Gib die Zeilen beginnend bei der Zeile mit „mark the metal“ und endend beim Schluss der Einträge vollständig wieder, beide Enden eingeschlossen. Skaliere dabei jede Koordinate mit dem Faktor 2,45 und runde auf ganze Zahlen, wobei Hälften aufgerundet werden.

***

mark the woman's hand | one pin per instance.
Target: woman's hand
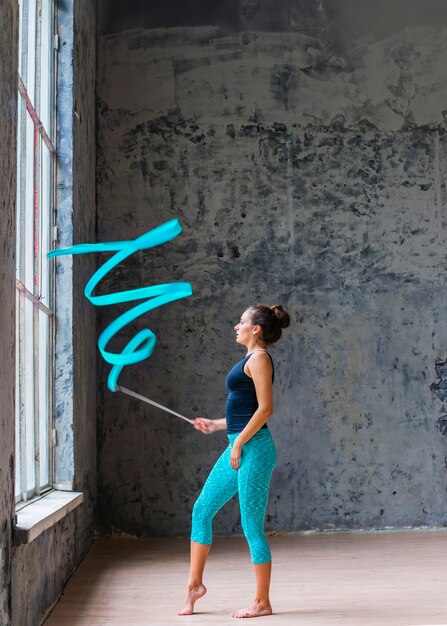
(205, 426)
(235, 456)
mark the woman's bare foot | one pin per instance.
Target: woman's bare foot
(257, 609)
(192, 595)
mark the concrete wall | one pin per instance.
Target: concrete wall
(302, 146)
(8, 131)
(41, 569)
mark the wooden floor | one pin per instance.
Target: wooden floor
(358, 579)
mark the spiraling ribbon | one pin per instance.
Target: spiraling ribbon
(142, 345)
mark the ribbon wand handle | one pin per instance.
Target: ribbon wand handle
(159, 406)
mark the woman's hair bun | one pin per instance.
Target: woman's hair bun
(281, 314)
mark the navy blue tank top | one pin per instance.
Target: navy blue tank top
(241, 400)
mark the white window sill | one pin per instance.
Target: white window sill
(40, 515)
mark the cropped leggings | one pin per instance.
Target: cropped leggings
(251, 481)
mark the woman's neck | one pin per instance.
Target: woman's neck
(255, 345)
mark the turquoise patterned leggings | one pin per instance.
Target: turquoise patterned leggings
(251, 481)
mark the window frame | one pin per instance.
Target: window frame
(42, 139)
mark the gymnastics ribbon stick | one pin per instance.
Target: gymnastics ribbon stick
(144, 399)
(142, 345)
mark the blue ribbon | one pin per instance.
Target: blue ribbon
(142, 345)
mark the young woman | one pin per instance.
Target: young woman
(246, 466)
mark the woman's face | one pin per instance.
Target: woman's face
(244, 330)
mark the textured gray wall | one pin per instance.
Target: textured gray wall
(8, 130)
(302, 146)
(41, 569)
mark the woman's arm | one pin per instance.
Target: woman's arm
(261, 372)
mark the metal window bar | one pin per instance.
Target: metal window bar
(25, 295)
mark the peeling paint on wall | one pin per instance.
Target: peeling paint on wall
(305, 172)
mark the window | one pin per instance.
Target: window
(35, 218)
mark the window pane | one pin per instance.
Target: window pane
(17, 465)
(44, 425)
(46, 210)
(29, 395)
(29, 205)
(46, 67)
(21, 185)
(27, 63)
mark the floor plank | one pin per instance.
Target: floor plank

***

## [Schriftliche Lösung]
mark the metal window bar | one pin per instance.
Target: metal window bar
(61, 723)
mark the peeling paint on wall | one pin per instance.
Target: peeling paint on wall
(747, 421)
mark the window | one pin per instance.
Target: window
(86, 534)
mark the window pane | one pin per instance.
Target: window pane
(42, 1139)
(108, 1041)
(113, 515)
(71, 968)
(71, 502)
(113, 164)
(51, 453)
(66, 154)
mark the floor plank | one pin per instance.
Target: floor plank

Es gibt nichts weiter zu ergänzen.